EXERCISE MATERIALS:

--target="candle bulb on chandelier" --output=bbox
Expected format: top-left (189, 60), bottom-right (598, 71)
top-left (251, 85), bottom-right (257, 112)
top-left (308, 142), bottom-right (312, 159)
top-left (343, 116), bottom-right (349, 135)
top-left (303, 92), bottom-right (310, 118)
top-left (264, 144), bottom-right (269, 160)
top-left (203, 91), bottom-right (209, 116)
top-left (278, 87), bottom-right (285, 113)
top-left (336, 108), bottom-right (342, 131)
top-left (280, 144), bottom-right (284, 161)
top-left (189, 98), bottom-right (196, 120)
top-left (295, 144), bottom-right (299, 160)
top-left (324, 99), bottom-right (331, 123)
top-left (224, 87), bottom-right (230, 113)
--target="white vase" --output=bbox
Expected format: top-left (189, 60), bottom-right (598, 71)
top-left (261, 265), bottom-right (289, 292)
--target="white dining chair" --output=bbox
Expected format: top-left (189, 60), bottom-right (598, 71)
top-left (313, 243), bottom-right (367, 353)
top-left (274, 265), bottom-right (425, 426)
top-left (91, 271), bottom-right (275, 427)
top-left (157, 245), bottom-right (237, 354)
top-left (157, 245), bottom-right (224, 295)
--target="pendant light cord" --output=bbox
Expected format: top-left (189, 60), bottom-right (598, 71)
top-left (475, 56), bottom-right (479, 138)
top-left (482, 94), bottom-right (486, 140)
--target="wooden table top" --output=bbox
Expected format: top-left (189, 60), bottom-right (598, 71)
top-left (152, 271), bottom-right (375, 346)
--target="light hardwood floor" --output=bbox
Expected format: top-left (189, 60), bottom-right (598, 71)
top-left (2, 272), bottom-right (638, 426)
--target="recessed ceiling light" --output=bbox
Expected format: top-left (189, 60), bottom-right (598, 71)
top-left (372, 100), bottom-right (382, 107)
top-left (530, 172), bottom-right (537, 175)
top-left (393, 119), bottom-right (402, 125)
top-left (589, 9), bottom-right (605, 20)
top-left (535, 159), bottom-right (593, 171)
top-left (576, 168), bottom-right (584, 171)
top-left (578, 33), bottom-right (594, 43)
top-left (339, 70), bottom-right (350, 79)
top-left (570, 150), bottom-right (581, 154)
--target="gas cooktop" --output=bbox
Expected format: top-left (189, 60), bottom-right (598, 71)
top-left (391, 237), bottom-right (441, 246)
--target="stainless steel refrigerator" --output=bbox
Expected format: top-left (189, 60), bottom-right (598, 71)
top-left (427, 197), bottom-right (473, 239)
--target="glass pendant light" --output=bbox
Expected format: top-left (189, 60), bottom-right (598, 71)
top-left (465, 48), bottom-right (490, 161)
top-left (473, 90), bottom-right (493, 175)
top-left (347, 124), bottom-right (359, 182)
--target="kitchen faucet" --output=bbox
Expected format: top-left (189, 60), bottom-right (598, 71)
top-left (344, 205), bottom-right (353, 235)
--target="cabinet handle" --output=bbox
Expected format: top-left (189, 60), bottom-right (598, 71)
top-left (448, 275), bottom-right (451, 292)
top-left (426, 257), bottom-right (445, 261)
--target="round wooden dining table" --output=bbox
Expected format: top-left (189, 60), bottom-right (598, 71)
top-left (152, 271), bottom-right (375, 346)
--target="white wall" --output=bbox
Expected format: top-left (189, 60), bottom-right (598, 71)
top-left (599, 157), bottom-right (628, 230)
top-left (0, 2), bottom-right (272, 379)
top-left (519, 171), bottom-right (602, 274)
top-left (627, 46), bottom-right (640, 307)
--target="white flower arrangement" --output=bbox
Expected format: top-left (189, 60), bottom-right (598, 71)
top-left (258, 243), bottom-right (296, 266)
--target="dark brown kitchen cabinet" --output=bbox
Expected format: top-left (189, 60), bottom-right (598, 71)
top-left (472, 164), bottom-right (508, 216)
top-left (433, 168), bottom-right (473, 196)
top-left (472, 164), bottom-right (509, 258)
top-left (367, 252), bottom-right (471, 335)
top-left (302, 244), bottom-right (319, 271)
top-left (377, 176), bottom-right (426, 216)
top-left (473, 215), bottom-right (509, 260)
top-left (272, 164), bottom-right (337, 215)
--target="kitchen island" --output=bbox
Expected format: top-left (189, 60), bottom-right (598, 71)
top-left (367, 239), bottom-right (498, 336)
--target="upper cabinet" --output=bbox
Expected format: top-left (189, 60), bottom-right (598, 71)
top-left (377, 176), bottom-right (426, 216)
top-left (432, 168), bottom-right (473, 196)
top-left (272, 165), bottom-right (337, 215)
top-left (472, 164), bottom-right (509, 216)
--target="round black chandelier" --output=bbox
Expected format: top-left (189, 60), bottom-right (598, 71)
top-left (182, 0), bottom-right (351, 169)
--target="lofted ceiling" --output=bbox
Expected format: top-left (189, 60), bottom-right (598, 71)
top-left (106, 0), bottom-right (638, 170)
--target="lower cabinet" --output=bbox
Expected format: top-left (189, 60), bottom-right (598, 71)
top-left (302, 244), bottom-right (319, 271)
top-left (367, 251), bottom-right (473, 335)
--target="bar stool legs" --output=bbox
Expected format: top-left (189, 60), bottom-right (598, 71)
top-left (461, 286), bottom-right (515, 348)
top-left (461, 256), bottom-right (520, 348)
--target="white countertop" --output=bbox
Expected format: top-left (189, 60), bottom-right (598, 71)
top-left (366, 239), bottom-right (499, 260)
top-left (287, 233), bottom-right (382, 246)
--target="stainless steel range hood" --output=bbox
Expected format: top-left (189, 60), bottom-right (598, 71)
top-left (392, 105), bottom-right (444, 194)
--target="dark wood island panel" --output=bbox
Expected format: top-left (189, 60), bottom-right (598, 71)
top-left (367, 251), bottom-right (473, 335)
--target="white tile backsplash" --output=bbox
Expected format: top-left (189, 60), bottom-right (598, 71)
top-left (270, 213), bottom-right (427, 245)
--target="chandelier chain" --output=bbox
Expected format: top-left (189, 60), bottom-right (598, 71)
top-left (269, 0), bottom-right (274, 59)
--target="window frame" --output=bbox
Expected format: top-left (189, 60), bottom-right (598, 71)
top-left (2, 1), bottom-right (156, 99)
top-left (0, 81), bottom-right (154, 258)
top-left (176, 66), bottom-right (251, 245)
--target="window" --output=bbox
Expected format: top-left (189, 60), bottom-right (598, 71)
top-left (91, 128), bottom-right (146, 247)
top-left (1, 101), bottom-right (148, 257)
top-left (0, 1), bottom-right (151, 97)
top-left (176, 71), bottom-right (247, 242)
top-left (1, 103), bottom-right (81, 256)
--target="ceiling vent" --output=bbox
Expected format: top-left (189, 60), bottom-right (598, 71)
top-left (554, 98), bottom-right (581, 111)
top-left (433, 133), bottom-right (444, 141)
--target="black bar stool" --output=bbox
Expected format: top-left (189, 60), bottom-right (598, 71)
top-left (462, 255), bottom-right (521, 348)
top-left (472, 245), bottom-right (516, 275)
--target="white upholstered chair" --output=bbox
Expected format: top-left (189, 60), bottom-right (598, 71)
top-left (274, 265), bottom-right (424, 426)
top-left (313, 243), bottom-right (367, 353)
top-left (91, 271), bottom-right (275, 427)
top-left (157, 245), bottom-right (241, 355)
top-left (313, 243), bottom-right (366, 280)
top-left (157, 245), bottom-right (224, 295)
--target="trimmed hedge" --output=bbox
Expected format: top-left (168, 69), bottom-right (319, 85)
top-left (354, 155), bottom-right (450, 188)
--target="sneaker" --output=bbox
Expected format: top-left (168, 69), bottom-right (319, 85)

TASK DETAILS: Say how many lines in the entries include the string "wooden", and write nothing besides that number.

WRITTEN RESPONSE: 2